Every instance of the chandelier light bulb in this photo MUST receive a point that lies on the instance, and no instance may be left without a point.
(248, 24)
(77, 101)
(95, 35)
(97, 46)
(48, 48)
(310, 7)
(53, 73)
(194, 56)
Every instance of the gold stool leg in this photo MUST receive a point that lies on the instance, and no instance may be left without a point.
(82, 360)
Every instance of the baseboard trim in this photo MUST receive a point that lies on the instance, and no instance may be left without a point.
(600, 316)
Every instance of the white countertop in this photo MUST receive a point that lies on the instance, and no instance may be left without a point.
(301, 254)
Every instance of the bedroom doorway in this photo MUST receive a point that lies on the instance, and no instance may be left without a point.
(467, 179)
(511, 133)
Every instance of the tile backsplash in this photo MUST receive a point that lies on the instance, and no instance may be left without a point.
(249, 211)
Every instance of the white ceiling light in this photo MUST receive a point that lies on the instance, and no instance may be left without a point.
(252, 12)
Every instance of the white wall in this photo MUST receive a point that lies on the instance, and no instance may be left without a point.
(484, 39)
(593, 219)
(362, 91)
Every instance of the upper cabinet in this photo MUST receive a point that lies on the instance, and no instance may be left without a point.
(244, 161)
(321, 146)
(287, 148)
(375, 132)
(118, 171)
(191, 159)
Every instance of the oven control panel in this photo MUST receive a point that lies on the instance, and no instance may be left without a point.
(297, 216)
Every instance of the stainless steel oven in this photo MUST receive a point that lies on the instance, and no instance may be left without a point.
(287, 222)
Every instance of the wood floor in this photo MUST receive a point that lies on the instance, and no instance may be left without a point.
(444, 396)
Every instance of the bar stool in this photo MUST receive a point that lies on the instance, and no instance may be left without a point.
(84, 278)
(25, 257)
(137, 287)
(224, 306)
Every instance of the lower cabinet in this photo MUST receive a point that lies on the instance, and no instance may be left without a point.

PROBLEM REQUIREMENTS:
Without leaving anything out, output all of the material exactly.

TASK RESPONSE:
Every instance of the chandelier light bulb in this photo MUST receive a point that lies on the instance, and no instance may be left without a point.
(248, 24)
(77, 101)
(95, 35)
(97, 46)
(48, 48)
(310, 7)
(53, 73)
(194, 56)
Every instance of the gold stool leg in this photo MUST receive a point that lies on the instance, and no instance may be left without a point.
(82, 360)
Every instance of the baseboard trim in this photo MUST receive a point that lies on the instance, and no instance may be left without a point.
(600, 316)
Every instance of the white countertop in this photo MUST receive a point that lies on the instance, and no instance may be left without a point.
(301, 254)
Every instance of the bedroom doorway in this photo MUST receive a point that lies on the instance, and no instance may be left without a point.
(467, 179)
(511, 133)
Every instance of the tile backsplash in this photo MUST receive a point that lies on the instance, and no instance may be left without a point.
(249, 211)
Every instance of the white ceiling light in this photo MUST receive a point that lies on the instance, and no instance may be left without a point.
(252, 12)
Every instance of the white wall in this photo MUST receive a point that lies on the instance, and no instance may be left without a point.
(484, 39)
(593, 219)
(362, 91)
Every instance of the upper cabinet in this photo MUST receive a point that lies on the instance, and no instance may be left without a point.
(244, 161)
(321, 146)
(287, 148)
(375, 132)
(118, 171)
(191, 159)
Every instance of the oven control panel in this photo MUST receive a point that lies on the instance, and no instance may be left without a point.
(297, 216)
Every instance of the stainless steel oven in this photo MUST receive a point that lies on the instance, and no instance may be left without a point.
(287, 222)
Every instance of the wood floor in this photo MUST receive a point that lies on the instance, and no instance may be left without a point.
(444, 396)
Every instance of the bar stool in this photo MUST receive a point that lies on the instance, and no instance may be left without a point.
(84, 278)
(25, 257)
(137, 287)
(224, 306)
Every instance of the lower cabinet in this photo MUST receive a point that lies on the instance, and no instance may be left without a point.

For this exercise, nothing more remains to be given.